# Entries provided:
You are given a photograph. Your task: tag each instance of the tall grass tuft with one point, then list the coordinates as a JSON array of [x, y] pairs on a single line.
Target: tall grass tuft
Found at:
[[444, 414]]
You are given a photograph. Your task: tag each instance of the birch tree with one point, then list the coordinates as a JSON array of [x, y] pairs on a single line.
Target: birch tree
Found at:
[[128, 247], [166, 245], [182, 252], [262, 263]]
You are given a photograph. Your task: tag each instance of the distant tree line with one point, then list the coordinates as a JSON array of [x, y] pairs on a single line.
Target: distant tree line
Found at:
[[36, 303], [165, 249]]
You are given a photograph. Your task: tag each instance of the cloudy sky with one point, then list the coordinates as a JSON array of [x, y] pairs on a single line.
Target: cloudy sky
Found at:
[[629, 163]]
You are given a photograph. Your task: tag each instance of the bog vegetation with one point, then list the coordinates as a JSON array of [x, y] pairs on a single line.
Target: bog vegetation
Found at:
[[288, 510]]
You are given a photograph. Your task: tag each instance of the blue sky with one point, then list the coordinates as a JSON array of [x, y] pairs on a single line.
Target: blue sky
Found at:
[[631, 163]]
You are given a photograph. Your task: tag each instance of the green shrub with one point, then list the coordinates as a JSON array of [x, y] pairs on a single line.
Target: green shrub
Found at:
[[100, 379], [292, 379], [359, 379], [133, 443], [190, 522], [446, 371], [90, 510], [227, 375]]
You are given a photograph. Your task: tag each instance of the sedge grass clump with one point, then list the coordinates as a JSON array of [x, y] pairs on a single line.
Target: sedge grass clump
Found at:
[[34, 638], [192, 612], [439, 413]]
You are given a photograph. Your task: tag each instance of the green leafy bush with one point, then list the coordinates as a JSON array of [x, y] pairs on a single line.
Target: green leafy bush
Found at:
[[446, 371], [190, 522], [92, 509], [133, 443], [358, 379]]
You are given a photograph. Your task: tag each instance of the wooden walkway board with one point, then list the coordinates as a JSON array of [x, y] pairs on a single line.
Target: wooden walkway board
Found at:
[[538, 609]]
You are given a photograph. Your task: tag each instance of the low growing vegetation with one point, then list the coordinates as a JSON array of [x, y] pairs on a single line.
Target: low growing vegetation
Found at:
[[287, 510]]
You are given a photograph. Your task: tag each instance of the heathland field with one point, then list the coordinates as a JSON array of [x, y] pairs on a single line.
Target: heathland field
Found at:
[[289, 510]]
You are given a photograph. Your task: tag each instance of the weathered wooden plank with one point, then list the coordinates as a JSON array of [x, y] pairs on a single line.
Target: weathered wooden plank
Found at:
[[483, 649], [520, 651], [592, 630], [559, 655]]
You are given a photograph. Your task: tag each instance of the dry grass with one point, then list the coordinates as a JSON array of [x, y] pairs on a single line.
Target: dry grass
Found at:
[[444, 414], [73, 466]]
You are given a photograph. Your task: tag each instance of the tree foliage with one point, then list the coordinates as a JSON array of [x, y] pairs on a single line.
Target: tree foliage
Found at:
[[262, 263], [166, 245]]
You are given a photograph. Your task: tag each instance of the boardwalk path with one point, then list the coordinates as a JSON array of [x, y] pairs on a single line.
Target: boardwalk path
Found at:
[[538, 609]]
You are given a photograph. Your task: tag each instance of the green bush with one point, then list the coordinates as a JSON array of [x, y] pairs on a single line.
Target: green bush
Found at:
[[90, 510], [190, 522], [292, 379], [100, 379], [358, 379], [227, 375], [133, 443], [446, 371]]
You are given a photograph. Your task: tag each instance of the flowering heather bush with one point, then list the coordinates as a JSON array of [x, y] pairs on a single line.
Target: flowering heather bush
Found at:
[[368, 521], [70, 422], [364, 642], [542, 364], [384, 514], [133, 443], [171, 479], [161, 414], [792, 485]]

# Description of the task:
Reproduce all of the items above verbatim, from the first through the last.

# Written answer:
You are given a photograph. Your task: tag each instance of the tall grass tuft with one point, then list the coordinates as a JSON array of [x, y] pairs on a single line.
Target: tall grass tuft
Found at:
[[444, 414]]
You are given a photograph. Your task: tag each instance of the birch tree with one point, then list the coordinates as a JSON array of [x, y] pairs on a single line.
Target: birch tree
Found at:
[[128, 247], [166, 245], [182, 252], [262, 263]]
You are given a photograph. Your task: tag each instance of the distant tree line with one point, then list the coordinates as a JSON array of [x, y] pairs on a single line.
Target: distant tree line
Found at:
[[36, 303], [165, 249]]
You are given a photograph. Your task: tag each instance of the cloudy sky with one point, then list the coordinates as a JSON array of [x, y] pairs on a single line.
Target: cloudy sky
Found at:
[[629, 163]]
You are given a photograph. Your task: tag each instance of the bog vegetation with one point, then list the coordinates as a JSON array of [x, y] pairs on a single line.
Target: bog vegetation
Found at:
[[288, 510]]
You are given a photograph. Your task: tag each instance of the blue sky with one point, then list the coordinates as a JSON array of [x, y] pairs on a single line.
Target: blue sky
Found at:
[[631, 163]]
You are given a photograph. Your task: tag each instance of the green shrub with one point, then list the coordinates as a JSON array of [x, y] pairs on a single line.
Target: green shrub
Found at:
[[100, 379], [292, 379], [359, 379], [133, 443], [190, 522], [446, 371], [90, 510], [227, 375]]
You are given a photograph. Your task: tag each instance of the sedge grass clump with one point, then list the coordinates as a JSON array of [x, y] pairs on a single line.
Target: sedge grass clump
Found at:
[[34, 638], [192, 612], [439, 413]]
You are given a photograph. Your task: tag each instance of the green leafy bush with one point, then list the coordinates as a JSON array of [x, y] pairs on a single line.
Target: green leafy bush
Found at:
[[446, 371], [190, 522], [92, 509], [133, 443], [358, 379]]
You are given a photograph. Your task: tag each instance of the wooden walkway board with one point, then list the coordinates as a JSON array of [x, y] pairs on a single line.
Target: wooden walkway board
Found at:
[[538, 609]]
You are given a photograph. Your task: tag each instance of the low growing vegetation with one point, then list the coordinates as a JSON array of [x, y] pairs on a single line.
Target: low growing vegetation
Found at:
[[287, 510]]
You are given a photograph. Your task: tag each instance of the heathland field with one point, then list the coordinates as a JSON array of [x, y] pairs on a single line.
Target: heathland field
Found at:
[[289, 510]]
You are given a photograph. Your task: tag each instance of the weathered wooden plank with one point, then list the coordinates as a JSON array of [x, y] pairs on a single line.
Target: weathered wooden plank
Found at:
[[483, 649], [520, 651], [592, 630], [559, 655]]
You are given a photograph. Your task: tag each instance of the dry grass with one point, then list the coordinates as a JSON array of [x, y] pairs on a single line.
Target: dry grass
Found at:
[[444, 414], [73, 466]]
You are given a photograph. Your task: tag each instance of the tree foliage with one point, then list the coordinates as a JSON array of [x, y] pairs on a single line.
Target: tree foliage
Found at:
[[262, 263], [166, 245]]
You are given a photograph. Your task: tag each instance of the boardwalk path with one point, then list the coordinates as a JSON array of [x, y] pairs on a single line.
Target: boardwalk path
Found at:
[[538, 609]]
You are given a photograph. Your task: tag each instance of the green bush with one point, then list the coordinates as a JSON array of [x, y] pairs on a single line.
Target: green bush
Found at:
[[90, 510], [190, 522], [292, 379], [100, 379], [358, 379], [227, 375], [133, 443], [446, 371]]
You are given a photograph. Your task: tag each instance of the flowering heather bush with one point, then list the coordinates as a JSON array of [x, y] pairs on a single line.
Target: flowering heather bush
Found at:
[[368, 521], [70, 422], [364, 642], [542, 364], [384, 514], [133, 443], [171, 479], [161, 414], [792, 485]]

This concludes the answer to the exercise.